### [Required task]
Rewrite the items that start at the line with "Every instance of the scattered" and stop after the line with "pixel 142 141", replacing "scattered gravel" with "loose stones" and keeping everything else the same.

### [Entries supplied]

◆ ◆ ◆ ◆ ◆ ◆ ◆

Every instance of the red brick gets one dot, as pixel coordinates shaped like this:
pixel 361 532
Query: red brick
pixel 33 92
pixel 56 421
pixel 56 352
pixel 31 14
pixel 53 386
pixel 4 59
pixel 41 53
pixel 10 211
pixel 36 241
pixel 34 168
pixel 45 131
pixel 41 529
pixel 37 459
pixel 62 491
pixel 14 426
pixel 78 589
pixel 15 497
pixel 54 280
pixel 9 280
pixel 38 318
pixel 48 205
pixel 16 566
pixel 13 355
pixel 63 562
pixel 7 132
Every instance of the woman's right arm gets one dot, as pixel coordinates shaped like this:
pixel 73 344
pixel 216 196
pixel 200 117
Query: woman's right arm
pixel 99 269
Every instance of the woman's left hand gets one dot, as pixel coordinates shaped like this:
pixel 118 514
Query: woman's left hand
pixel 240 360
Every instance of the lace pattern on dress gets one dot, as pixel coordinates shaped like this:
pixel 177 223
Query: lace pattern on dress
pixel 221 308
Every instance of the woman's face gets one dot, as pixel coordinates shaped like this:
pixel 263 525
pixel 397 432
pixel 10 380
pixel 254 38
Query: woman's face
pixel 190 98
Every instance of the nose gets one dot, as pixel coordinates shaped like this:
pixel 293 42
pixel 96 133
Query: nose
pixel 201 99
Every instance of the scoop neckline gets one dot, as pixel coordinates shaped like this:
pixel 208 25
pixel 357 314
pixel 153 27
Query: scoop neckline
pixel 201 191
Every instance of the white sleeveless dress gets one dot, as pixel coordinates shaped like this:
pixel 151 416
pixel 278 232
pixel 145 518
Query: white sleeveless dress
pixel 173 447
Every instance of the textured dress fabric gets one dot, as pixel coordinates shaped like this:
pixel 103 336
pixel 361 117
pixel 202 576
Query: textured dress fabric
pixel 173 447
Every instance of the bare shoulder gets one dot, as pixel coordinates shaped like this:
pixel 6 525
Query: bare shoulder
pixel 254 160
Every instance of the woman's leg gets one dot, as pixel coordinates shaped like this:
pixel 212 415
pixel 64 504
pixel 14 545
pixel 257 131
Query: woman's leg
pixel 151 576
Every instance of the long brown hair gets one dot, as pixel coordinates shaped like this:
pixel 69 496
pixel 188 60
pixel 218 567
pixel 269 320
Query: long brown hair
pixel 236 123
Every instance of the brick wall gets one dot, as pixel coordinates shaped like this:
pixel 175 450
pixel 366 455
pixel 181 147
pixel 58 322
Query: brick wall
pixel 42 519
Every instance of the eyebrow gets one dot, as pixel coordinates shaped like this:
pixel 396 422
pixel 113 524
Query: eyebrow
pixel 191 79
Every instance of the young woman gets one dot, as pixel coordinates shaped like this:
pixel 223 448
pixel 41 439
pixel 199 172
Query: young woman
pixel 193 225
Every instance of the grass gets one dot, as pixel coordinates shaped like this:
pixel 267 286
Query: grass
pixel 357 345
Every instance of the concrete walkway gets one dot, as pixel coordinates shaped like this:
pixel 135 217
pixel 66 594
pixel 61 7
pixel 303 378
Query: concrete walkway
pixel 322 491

◆ ◆ ◆ ◆ ◆ ◆ ◆

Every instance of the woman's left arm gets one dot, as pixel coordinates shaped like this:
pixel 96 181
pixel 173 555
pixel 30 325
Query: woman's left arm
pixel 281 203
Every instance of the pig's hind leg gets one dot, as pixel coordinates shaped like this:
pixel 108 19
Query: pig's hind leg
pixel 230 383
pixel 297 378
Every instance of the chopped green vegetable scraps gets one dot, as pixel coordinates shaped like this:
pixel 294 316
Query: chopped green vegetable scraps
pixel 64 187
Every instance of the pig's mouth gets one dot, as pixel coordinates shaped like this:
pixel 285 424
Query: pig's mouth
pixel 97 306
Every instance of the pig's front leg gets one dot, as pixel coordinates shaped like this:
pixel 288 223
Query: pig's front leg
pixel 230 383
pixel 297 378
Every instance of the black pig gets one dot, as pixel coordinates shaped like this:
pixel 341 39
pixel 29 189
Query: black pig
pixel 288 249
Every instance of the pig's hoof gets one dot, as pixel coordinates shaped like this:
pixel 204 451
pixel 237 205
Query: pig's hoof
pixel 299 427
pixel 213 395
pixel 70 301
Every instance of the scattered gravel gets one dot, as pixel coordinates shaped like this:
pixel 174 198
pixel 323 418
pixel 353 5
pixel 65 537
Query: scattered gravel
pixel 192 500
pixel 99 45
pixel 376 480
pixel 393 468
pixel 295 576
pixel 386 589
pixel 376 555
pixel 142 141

◆ ◆ ◆ ◆ ◆ ◆ ◆

### [Exercise solution]
Every instance of the loose stones gets one dot, as pixel coordinates shaped like this:
pixel 174 198
pixel 323 418
pixel 353 5
pixel 65 537
Query: loose stones
pixel 192 500
pixel 99 45
pixel 376 480
pixel 393 468
pixel 295 576
pixel 386 589
pixel 376 555
pixel 142 141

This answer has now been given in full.